-- start EXTRACTED ENTRIES --

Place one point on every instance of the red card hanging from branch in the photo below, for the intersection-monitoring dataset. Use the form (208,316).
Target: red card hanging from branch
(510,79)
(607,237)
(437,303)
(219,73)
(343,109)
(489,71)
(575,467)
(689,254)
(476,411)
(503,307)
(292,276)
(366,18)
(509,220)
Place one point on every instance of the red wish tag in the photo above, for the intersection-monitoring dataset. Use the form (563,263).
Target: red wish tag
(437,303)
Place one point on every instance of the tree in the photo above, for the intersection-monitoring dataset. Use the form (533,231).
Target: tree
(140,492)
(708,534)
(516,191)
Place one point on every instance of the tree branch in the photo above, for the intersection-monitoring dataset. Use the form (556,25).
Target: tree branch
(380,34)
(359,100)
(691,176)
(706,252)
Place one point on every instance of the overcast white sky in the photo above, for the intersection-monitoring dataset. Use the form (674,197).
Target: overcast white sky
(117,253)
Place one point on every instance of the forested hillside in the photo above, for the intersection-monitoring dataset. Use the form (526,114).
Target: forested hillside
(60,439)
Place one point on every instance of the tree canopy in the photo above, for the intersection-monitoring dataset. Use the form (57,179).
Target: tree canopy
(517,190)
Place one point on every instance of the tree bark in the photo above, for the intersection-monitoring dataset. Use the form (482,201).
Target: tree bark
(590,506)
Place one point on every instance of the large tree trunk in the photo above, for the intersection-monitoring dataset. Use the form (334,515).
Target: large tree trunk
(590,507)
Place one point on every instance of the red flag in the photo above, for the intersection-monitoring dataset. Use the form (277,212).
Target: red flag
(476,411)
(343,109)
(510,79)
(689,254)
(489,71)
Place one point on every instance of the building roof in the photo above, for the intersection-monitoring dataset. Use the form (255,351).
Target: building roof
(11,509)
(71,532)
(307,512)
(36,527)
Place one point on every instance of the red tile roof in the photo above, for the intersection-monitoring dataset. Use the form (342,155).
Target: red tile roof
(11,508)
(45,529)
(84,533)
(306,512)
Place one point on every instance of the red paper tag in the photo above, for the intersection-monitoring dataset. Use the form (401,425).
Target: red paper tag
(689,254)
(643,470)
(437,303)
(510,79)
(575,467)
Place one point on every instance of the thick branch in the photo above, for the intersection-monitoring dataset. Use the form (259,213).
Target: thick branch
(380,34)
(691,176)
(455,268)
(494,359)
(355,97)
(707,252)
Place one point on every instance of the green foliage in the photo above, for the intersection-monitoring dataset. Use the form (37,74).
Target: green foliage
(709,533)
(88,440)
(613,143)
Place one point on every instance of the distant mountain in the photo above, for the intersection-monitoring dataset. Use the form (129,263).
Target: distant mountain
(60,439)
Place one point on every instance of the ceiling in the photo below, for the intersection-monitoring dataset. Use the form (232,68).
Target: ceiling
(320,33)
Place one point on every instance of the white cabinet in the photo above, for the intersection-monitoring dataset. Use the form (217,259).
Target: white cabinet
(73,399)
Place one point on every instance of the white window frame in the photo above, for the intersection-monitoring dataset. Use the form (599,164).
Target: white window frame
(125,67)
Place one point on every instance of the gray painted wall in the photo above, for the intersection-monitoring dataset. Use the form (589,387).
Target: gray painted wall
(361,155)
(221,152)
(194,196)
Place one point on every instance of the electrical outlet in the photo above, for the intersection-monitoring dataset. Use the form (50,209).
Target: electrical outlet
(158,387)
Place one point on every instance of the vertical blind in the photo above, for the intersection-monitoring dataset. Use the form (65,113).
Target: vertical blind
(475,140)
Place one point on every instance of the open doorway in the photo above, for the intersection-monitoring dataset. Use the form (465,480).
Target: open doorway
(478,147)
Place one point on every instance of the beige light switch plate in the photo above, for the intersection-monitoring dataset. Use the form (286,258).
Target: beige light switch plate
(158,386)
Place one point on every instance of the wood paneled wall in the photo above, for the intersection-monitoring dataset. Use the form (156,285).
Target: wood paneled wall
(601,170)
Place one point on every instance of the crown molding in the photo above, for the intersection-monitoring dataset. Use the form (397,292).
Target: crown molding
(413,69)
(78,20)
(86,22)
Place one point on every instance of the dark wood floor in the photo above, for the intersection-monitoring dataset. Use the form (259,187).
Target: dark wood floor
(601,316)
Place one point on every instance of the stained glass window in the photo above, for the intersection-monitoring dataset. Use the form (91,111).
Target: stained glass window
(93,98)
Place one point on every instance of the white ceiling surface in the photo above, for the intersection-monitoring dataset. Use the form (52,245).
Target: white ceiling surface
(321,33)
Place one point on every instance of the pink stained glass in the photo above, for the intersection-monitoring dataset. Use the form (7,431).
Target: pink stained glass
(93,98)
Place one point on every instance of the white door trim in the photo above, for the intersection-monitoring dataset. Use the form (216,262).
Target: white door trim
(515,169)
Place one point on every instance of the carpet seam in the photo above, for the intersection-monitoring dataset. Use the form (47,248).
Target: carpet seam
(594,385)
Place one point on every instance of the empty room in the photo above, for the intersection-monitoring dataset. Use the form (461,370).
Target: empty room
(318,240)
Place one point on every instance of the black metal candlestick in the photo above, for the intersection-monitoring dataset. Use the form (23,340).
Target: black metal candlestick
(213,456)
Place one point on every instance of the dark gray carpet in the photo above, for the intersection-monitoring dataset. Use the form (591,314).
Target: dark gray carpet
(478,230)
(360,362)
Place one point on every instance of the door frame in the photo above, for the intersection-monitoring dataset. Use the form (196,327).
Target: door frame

-- end EXTRACTED ENTRIES --

PROMPT:
Return exactly the lines from the one containing "Place one point on every instance of the pink" to the last line of the data, and nothing more.

FINAL RESULT:
Place one point on every instance of the pink stained glass in the photo above, for the intersection-monitoring dataset. Use the form (7,431).
Target: pink stained glass
(93,98)
Place one point on every instance of the white door trim in the photo above, for the intersection-monitoring dataset. Use the form (216,262).
Target: white door trim
(515,169)
Place one point on every instance of the carpet seam in the photo above, for the intersection-monitoring dataset. Use the form (47,248).
Target: carpet seam
(594,385)
Place one point on every instance of the empty room in the photo above, for the intersection-monitoring dataset. Use the form (461,370).
Target: empty room
(318,240)
Place one point on every instance of the black metal candlestick in the photo above, for the intersection-monitoring dataset. Use the form (23,340).
Target: black metal candlestick
(213,456)
Place one point on every instance of the dark gray carpet in the photo above, for the intersection-monitoring dataset. Use the form (591,314).
Target: dark gray carpet
(478,230)
(360,362)
Place one point on every instance of the door frame in the photo above, for the intersection-monitoring dataset. Use the form (196,327).
Target: door frame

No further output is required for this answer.